++++ EXCERPTED PASSAGE ++++
The affine term structure models introduced in the previous section use a set of latent factors as the state vector. This has the advantage of fitting the data well but the disadvantage of lacking a direct economic interpretation. To get some sense of the ability of some of the economic explanations discussed above to account for the conundrum, we regressed the ten-year forward nominal term premiums as estimated by the model of Kim and Orphanides on the unemployment rate (to capture the cyclical patterns in term premiums) and the dispersion of Blue Chip long-horizon survey measures of inflation (to proxy the impact of inflation uncertainty on term premiums). The regression was run at the same frequency as the Blue Chip long-horizon survey. The results are as follows: (18)
Constant -0.83
Coefficient on unemployment 0.42
Coefficient on Blue Chip long-term inflation dispersion measure 0.78.
++++
◆ SET OF TASKS
A: In the excerpted passage on term premiums, what variable served as a proxy for the impact of inflation uncertainty on term premiums?
B: Reproduce the part of the passage on term premiums between "The affine term" and "dispersion measure 0.78.", inclusive.
C: Pick up the passage on term premiums after its final line and carry it forward.
++++ DATA ++++
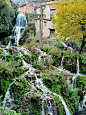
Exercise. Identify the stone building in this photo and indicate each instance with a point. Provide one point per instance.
(27, 7)
(47, 24)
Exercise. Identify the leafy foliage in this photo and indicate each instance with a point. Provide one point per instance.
(7, 15)
(70, 19)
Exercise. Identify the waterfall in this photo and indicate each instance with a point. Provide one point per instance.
(62, 62)
(77, 65)
(18, 29)
(43, 108)
(50, 111)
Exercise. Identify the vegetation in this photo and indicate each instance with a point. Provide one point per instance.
(70, 20)
(5, 19)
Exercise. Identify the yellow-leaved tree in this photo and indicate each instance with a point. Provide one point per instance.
(70, 20)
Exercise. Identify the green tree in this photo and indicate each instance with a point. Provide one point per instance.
(6, 15)
(70, 20)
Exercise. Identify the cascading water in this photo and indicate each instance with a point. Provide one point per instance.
(18, 29)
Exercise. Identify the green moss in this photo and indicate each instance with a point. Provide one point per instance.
(60, 106)
(1, 50)
(6, 111)
(9, 57)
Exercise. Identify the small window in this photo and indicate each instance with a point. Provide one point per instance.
(45, 23)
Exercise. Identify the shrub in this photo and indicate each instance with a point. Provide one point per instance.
(9, 57)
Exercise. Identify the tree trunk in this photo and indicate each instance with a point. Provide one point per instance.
(83, 44)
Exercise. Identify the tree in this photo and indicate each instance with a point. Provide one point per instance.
(6, 15)
(70, 20)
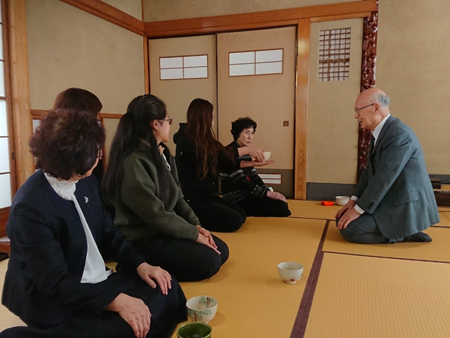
++++
◆ ANSWERS PER TASK
A: The dispersion of Blue Chip long-horizon survey measures of inflation.

B:
The affine term structure models introduced in the previous section use a set of latent factors as the state vector. This has the advantage of fitting the data well but the disadvantage of lacking a direct economic interpretation. To get some sense of the ability of some of the economic explanations discussed above to account for the conundrum, we regressed the ten-year forward nominal term premiums as estimated by the model of Kim and Orphanides on the unemployment rate (to capture the cyclical patterns in term premiums) and the dispersion of Blue Chip long-horizon survey measures of inflation (to proxy the impact of inflation uncertainty on term premiums). The regression was run at the same frequency as the Blue Chip long-horizon survey. The results are as follows: (18)
Constant -0.83
Coefficient on unemployment 0.42
Coefficient on Blue Chip long-term inflation dispersion measure 0.78.

C:
[FIGURE 11 OMITTED]

Greater dispersion of inflation expectations and higher unemployment are both associated with larger term premiums, and both coefficients are statistically significant. The actual and fitted term premiums from this regression are plotted in figure 11. The model is able to explain a good bit of the decline in term premiums since 1990, and even some of the fall in the last three years, as the dispersion of inflation expectations has fallen even as the economy has been expanding. Only some of the decline in term premiums since June 2004 can be explained by this model, but it suggests that these factors may be at least part of the explanation.

Conclusion

We think the evidence points to a declining term premium as the primary source of the recent fall in long-term forward rates. This interpretation is broadly consistent with observed changes in risk spreads, interest rate and stock market volatility, the dispersion in long-range forecasts, and estimates of (some) affine bond-pricing models. In contrast, long-range forecasts of inflation, growth, and short-term interest rates provide little reason to believe that they might account for the same decline in long-term forward rates. In this sense we follow a long line of work in suggesting that the expectations hypothesis intuition, based on constant term premiums, is likely to be misleading not only in this case but more generally.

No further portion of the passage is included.